What is being asked: Revise the rows below by changing "Security feed analysis" to "Camera footage review" everywhere it occurs, leaving everything else unchanged.

--- begin Raw data ---

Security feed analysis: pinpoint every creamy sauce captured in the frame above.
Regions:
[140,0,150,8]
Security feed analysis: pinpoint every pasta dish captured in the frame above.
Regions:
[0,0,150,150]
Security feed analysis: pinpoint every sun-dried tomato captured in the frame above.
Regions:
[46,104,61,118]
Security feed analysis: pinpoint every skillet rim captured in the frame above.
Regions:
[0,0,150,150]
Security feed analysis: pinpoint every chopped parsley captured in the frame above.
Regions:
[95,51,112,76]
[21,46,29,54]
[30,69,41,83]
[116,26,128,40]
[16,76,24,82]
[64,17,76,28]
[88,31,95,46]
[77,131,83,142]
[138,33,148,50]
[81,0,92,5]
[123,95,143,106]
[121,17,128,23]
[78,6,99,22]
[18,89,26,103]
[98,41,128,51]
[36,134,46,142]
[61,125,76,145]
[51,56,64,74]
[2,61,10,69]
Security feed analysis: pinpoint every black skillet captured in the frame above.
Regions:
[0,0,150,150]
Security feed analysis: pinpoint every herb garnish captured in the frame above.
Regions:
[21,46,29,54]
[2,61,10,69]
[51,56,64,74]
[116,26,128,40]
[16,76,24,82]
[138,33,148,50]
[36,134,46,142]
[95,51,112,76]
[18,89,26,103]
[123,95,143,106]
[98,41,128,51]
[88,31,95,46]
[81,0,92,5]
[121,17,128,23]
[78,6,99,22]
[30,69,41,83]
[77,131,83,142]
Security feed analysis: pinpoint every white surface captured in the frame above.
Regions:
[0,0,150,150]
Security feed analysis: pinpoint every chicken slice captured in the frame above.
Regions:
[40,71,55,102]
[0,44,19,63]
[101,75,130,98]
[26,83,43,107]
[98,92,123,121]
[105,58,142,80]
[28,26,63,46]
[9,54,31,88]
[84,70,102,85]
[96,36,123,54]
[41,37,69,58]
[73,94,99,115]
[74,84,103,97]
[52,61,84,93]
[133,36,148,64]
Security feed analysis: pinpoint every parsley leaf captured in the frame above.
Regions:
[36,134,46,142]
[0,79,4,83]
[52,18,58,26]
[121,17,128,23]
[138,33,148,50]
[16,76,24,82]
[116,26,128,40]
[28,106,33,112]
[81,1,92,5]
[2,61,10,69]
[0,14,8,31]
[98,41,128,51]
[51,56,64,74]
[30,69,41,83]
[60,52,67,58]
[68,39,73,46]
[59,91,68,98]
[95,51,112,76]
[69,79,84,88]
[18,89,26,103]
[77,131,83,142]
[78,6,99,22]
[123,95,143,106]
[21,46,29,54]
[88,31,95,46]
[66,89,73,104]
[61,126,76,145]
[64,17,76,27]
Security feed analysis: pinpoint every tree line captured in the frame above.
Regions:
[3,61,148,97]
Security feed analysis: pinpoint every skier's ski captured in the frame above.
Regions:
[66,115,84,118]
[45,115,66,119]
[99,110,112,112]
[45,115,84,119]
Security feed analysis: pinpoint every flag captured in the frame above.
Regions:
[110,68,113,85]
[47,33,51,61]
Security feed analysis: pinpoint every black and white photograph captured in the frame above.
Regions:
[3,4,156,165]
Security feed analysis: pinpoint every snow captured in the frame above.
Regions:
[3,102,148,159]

--- end Raw data ---

Finished answer:
Camera footage review: pinpoint every creamy sauce captured in the frame above.
Regions:
[140,0,150,8]
Camera footage review: pinpoint every pasta dish captured in the frame above.
Regions:
[0,0,150,150]
Camera footage review: pinpoint every sun-dried tomato captured in the frame above.
Regions:
[46,104,61,118]
Camera footage review: pinpoint every skillet rim captured in the frame above.
Regions:
[0,0,150,150]
Camera footage review: pinpoint every chopped parsley captured in the frame above.
Regions:
[95,51,112,76]
[21,46,29,54]
[30,69,41,83]
[116,26,128,40]
[16,76,24,82]
[64,17,76,28]
[88,31,95,46]
[77,131,83,142]
[138,33,148,50]
[81,0,92,5]
[123,95,143,106]
[121,17,128,23]
[78,6,99,22]
[18,89,26,103]
[98,41,128,51]
[36,134,46,142]
[61,125,76,145]
[51,56,64,74]
[2,61,10,69]
Camera footage review: pinpoint every black skillet captured in the frame above.
Regions:
[0,0,150,150]
Camera footage review: pinpoint every herb garnish captured in the frame above.
Regions:
[21,46,29,54]
[2,61,10,69]
[51,56,64,74]
[116,26,128,40]
[16,76,24,82]
[138,33,148,50]
[36,134,46,142]
[95,51,112,76]
[18,89,26,103]
[123,95,143,106]
[98,41,128,51]
[88,31,95,46]
[81,0,92,5]
[121,17,128,23]
[78,6,99,22]
[30,69,41,83]
[77,131,83,142]
Camera footage review: pinpoint every white surface captured in the frame above.
Regions:
[0,0,150,150]
Camera footage review: pinpoint every chicken slice captured in the frame above.
Regions:
[40,71,55,102]
[0,44,19,63]
[101,75,130,98]
[26,83,43,107]
[98,92,123,121]
[105,58,142,80]
[28,26,63,46]
[9,54,31,88]
[84,70,102,85]
[96,36,123,54]
[41,37,69,58]
[73,94,99,115]
[74,84,103,97]
[52,61,84,93]
[133,36,148,64]
Camera footage review: pinpoint every parsley leaf captured in the frame above.
Regions:
[36,134,46,142]
[0,79,4,83]
[52,18,58,26]
[121,17,128,23]
[138,33,148,50]
[16,76,24,82]
[116,26,128,40]
[28,106,33,112]
[81,1,92,5]
[2,61,10,69]
[0,14,8,31]
[98,41,128,51]
[51,56,64,74]
[30,69,41,83]
[60,52,67,58]
[68,39,73,46]
[59,91,68,98]
[95,51,112,76]
[69,79,84,88]
[18,89,26,103]
[77,131,83,142]
[78,6,99,22]
[123,95,143,106]
[21,46,29,54]
[88,31,95,46]
[66,89,73,104]
[61,126,76,145]
[64,17,76,27]
Camera footage review: pinpoint every tree line captured in the frame above.
Regions:
[3,61,148,97]
Camera footage review: pinpoint every skier's ski captured in the frame above.
Regions:
[66,115,84,118]
[45,115,66,119]
[99,110,112,112]
[45,115,84,119]
Camera footage review: pinpoint every flag captured in the frame above.
Regions:
[110,68,113,85]
[47,33,51,61]
Camera footage review: pinpoint every black and white photograph captured in the frame above.
Regions:
[3,4,156,165]
Camera footage review: pinpoint every snow captured in the frame above.
Regions:
[3,102,148,159]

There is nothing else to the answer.